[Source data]
■ ■ ■ ■ ■ ■ ■
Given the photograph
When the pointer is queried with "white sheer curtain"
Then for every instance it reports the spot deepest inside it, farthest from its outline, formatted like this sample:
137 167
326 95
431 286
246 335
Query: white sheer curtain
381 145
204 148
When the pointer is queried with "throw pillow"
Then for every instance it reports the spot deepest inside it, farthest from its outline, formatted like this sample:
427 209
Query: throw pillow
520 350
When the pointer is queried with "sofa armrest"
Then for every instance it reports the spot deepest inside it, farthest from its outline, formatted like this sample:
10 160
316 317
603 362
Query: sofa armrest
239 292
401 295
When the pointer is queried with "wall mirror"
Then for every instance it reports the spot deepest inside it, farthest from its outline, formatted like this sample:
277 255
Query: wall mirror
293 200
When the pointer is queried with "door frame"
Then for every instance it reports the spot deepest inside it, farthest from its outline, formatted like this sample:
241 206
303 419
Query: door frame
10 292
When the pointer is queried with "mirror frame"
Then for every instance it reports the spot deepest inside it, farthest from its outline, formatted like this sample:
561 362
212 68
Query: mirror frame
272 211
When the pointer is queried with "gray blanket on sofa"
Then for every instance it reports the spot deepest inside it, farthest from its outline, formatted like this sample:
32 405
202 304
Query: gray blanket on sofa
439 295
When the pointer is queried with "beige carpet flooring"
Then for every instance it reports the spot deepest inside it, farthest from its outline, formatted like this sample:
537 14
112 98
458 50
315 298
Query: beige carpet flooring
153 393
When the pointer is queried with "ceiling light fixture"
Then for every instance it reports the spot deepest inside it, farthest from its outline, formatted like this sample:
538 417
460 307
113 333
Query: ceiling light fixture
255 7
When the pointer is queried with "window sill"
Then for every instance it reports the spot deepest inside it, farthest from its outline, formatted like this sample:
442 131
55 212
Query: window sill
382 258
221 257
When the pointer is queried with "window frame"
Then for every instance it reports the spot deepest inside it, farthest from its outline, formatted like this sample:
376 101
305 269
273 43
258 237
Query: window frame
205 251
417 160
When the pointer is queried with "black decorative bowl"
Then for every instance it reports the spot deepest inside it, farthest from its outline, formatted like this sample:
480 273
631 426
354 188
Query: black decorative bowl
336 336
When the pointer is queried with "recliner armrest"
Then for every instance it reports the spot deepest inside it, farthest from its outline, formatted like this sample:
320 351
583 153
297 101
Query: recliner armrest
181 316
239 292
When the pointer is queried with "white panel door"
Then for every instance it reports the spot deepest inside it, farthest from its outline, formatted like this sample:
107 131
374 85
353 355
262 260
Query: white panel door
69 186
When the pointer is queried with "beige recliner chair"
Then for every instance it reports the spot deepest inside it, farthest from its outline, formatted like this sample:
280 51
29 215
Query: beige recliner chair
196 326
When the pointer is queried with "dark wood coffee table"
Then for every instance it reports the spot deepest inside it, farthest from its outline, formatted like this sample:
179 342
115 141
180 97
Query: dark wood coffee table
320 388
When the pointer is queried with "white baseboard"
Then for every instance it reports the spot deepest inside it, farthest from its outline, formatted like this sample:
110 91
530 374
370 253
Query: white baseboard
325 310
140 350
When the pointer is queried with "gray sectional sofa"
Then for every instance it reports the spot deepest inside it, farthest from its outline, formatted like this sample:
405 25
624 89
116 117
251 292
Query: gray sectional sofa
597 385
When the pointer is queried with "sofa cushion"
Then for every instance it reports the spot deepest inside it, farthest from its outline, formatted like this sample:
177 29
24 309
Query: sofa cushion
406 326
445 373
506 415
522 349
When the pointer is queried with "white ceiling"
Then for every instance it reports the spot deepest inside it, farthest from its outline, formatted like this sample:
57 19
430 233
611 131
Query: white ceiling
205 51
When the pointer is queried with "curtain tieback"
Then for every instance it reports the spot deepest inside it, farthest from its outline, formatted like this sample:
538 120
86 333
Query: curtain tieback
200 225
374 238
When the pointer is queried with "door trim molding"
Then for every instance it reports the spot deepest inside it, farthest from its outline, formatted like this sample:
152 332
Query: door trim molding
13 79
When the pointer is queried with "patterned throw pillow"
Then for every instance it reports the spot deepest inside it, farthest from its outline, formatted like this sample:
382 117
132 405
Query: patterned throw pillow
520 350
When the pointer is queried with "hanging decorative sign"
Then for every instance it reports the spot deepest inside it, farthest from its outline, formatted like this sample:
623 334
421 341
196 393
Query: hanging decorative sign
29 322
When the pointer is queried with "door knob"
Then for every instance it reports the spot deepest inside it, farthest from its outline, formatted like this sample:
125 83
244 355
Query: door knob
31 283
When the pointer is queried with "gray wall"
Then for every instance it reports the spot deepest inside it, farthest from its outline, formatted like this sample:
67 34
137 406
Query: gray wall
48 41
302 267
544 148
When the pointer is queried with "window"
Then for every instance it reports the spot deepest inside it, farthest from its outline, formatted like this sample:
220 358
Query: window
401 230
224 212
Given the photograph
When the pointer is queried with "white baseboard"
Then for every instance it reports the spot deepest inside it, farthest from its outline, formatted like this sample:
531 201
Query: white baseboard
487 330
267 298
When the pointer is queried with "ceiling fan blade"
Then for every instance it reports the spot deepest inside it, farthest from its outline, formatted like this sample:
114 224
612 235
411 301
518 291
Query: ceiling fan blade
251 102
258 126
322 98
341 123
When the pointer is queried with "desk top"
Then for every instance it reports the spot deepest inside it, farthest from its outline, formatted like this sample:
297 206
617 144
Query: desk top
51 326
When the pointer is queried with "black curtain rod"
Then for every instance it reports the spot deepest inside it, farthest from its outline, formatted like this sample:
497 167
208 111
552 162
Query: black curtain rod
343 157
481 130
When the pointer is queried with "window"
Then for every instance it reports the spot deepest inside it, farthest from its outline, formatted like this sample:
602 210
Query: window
■ ■ ■ ■ ■ ■ ■
■ Task statement: Above are the records; restate each one exactly.

■ Expected output:
Given the photograph
When the pointer is queried with "white sheer curtain"
Then for every instance it reports the spot deepest inside it, farthest from its outline, formatted like this sample:
137 167
326 95
431 286
246 335
Query: white sheer curtain
381 145
204 148
When the pointer is queried with "throw pillow"
Then for every instance it reports the spot deepest inside it, farthest from its outline, formatted like this sample:
427 209
Query: throw pillow
520 350
When the pointer is queried with "sofa armrest"
Then for every instance it reports the spot deepest inside it, farthest from its outline, formatted like this sample:
10 160
316 317
603 362
Query: sofa armrest
239 292
401 295
When the pointer is queried with "wall mirror"
Then for every instance it reports the spot deepest inside it, farthest from its outline, formatted like this sample:
277 255
Query: wall mirror
293 200
When the pointer is queried with "door frame"
Then for every instance it reports the spot deepest inside it, farthest from its outline, formatted like this sample:
241 206
303 419
Query: door frame
10 292
When the pointer is queried with "mirror frame"
Then for every instance it reports the spot deepest inside it, farthest from its outline, formatted like this sample:
561 362
212 68
Query: mirror frame
272 211
When the pointer is queried with "gray blanket on sofa"
Then for every instance it reports the spot deepest inside it, farthest from its outline, formatted like this sample:
32 405
202 304
Query: gray blanket on sofa
439 295
When the pointer is queried with "beige carpet flooring"
Then for every instance it reports the spot deepest inside it, farthest from its outline, formatted like this sample:
537 14
112 98
458 50
315 298
Query: beige carpet flooring
153 393
When the pointer is queried with "ceiling light fixture"
Then for every instance it reports the spot deepest inside it, farthest from its outline, formatted like this sample:
538 417
460 307
113 333
Query: ceiling light fixture
255 7
When the pointer is queried with "window sill"
Then for every instance it reports the spot deepest inside it, farthest from its outline, formatted like this sample:
442 131
55 212
Query: window sill
382 258
221 257
When the pointer is queried with "window frame"
Then for every instance it reports the spot deepest inside it, farthest from its outline, formatted like this sample:
376 101
305 269
273 43
258 237
Query: window frame
205 251
417 160
When the pointer is queried with "black decorative bowl"
Then for every instance it reports the spot deepest inside it, farthest from its outline, formatted like this sample:
480 273
631 426
354 188
Query: black decorative bowl
336 336
When the pointer is queried with "recliner armrest"
Then for every instance it reports the spot deepest inside it, farthest from its outline, formatted like this sample:
320 351
583 153
297 101
Query: recliner armrest
181 316
239 292
When the pointer is queried with "white panel door"
Then for every instance it reports the spot deepest inside it, farthest from its outline, formatted like this sample:
107 131
374 85
353 355
262 260
Query: white panel door
69 186
When the pointer is queried with "beige recliner chair"
Then for every instance it reports the spot deepest inside it, farthest from its outline, formatted like this sample:
280 51
29 215
Query: beige recliner chair
196 326
When the pointer is queried with "dark wood coffee table"
Then for every instance it reports the spot deepest inside it, farthest from its outline, formatted like this sample:
179 342
115 141
180 97
Query: dark wood coffee table
320 388
When the pointer is queried with "white baseboard"
Then for every instance it reports the spot deepest inside it, farthest from its outline, formatted like this sample:
110 91
530 374
370 253
Query: white baseboard
325 310
140 350
When the pointer is queried with "gray sectional sofa"
Then for every instance it reports the spot deepest inside it, farthest from its outline, formatted like this sample:
405 25
624 89
116 117
251 292
Query: gray sectional sofa
597 385
When the pointer is queried with "sofa cushion"
Then for every instance it reports the spot deepest inside it, farthest from its outline, formatted like this sample:
177 29
24 309
Query: sofa cushion
406 326
445 373
506 415
522 349
When the pointer is queried with "white ceiling"
Then for every instance it reports the spot deepest inside it, farthest from its outline, formatted like this sample:
57 19
430 233
611 131
Query: white ceiling
205 51
When the pointer is queried with "curtain tieback"
Then for every instance it reports the spot deepest inside it, farthest from its outline, formatted like this sample:
538 120
86 333
Query: curtain tieback
200 225
374 238
When the pointer is queried with "door trim molding"
Then for every instance it reports the spot deepest inside it, farthest from its outline, formatted like this sample:
152 332
Query: door trim molding
13 79
When the pointer is queried with "patterned throw pillow"
Then for every instance it reports the spot deepest inside it, farthest from its outline, formatted like this sample:
382 117
132 405
Query: patterned throw pillow
520 350
When the pointer is queried with "hanging decorative sign"
Then for every instance it reports the spot deepest inside it, farthest from its outline, formatted like this sample:
623 334
421 341
196 393
Query: hanging decorative sign
29 322
When the pointer is queried with "door knob"
Then for every instance it reports the spot deepest inside it, farthest from its outline, formatted like this sample:
125 83
244 355
Query: door knob
31 283
When the pointer is queried with "gray wall"
Then for every instance it reports the spot deepest inside it, farthest from its outline, formatted like this sample:
67 34
137 406
Query: gray wall
48 41
302 267
544 148
When the pointer is queried with "window"
Then for every instance it reports the spot deepest inside it, farthest from its outline, formatted like this sample:
220 358
Query: window
401 230
224 212
Given the photograph
When the pointer is queried with "white baseboard"
Then for every instance it reports the spot deepest inside it, farthest from its outline, formatted like this sample:
531 201
Query: white baseboard
487 330
267 298
When the pointer is queried with "ceiling fan blade"
Then for every instance it reports the spot deepest inside it, farthest from its outline, formatted like this sample:
114 224
612 235
411 301
518 291
Query: ceiling fan blade
251 102
258 126
322 98
341 123
When the pointer is queried with "desk top"
Then for every instance it reports the spot deepest inside it, farthest from its outline, formatted like this sample:
297 206
617 144
Query: desk top
51 326
When the pointer is queried with "black curtain rod"
Then for every instance it reports the spot deepest inside it, farthest from its outline, formatted like this sample:
497 167
208 111
552 162
Query: black curtain rod
343 157
481 130
When the pointer is queried with "window"
Then for every instance it reports the spot deepest inside it, farthest from its outline, formatted like this sample:
602 210
Query: window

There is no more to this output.